Excerpted text:
##########

Is it the .loc directives that are being output wrong? Or is it gdb's
prologue reader
(if there is such a thing) that is missing the fact that __main is not
user code?
Probably both. The second line number marker normally marks the end of
the prologue, so GCC is wrong, and GDB might have to be taught about
_alloca and __main.
The i386 targets currently don't look at line number markers
or the symbol table at all in i386_skip_prologue.
I used the attached patch to test the gcc side of the fix,
(http://gcc.gnu.org/ml/gcc-patches/2006-12/msg00633.html)
With the gcc patch above applied, this patch fixes all the runto_main issues
on Cygwin. There are a few other FAILs related to breakpoints and main,
but those are testsuite bugs, unrelated to this. I will send patches for those shortly.
This are my current Cygwin/i386 results:
=== gdb Summary ===
# of expected passes 9897
# of unexpected failures 423
# of unexpected successes 1
# of expected failures 45
# of unknown successes 3
# of known failures 60
# of unresolved testcases 1
# of untested testcases 12
# of unsupported tests 26
(A lot of those seem to be signals related. I guess there are only a
couple of bugs producing all of those failures.)
Cheers,
Pedro Alves
---
2006-12-09 Pedro Alves <pedro_alves@portugalmail.pt>
* i386-tdep.c (i386_skip_prologue): Try to find the end of the
prologue using the symbol table.

##########

Collected data:
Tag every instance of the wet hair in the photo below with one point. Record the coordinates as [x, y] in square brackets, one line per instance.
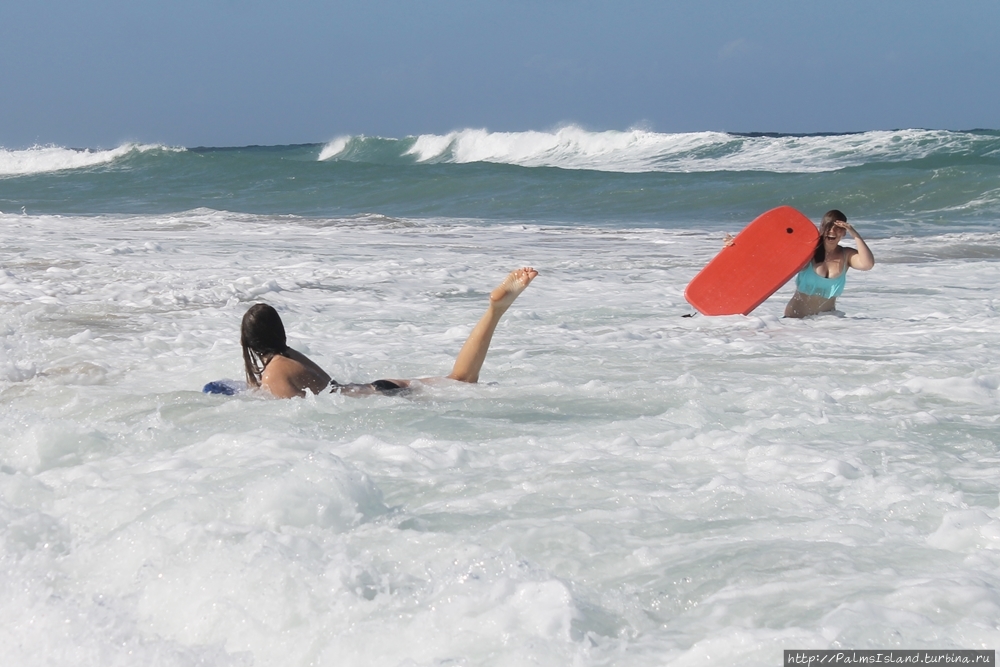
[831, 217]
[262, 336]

##########

What is being asked:
Can you carry on the mailing-list message about fixing GDB's i386 prologue skipping on Cygwin from the point where it stops?

Output of the exercise:
Index: i386-tdep.c
===================================================================
RCS file: /cvs/src/src/gdb/i386-tdep.c,v
retrieving revision 1.225
diff -u -p -r1.225 i386-tdep.c
--- i386-tdep.c 8 Aug 2006 21:36:46 -0000 1.225
+++ i386-tdep.c 9 Dec 2006 19:30:25 -0000
@@ -825,6 +825,29 @@ i386_skip_prologue (CORE_ADDR start_pc)
CORE_ADDR pc;
gdb_byte op;
int i;
+ char *func_name;
+ CORE_ADDR func_addr, func_end = 0;
+
+ /* See what the symbol table says. */
+
+ if (find_pc_partial_function (start_pc, &func_name, &func_addr, &func_end))
+ {
+ struct symbol *sym;
+ struct symtab_and_line sal;
+
+ /* Found a function. */
+ sym = lookup_symbol (func_name, NULL, VAR_DOMAIN, NULL, NULL);
+ if (sym && SYMBOL_LANGUAGE (sym) != language_asm)
+ {
+ /* Don't use this trick for assembly source files. */
+ sal = find_pc_line (func_addr, 0);
+ if ((sal.line != 0) && (sal.end < func_end))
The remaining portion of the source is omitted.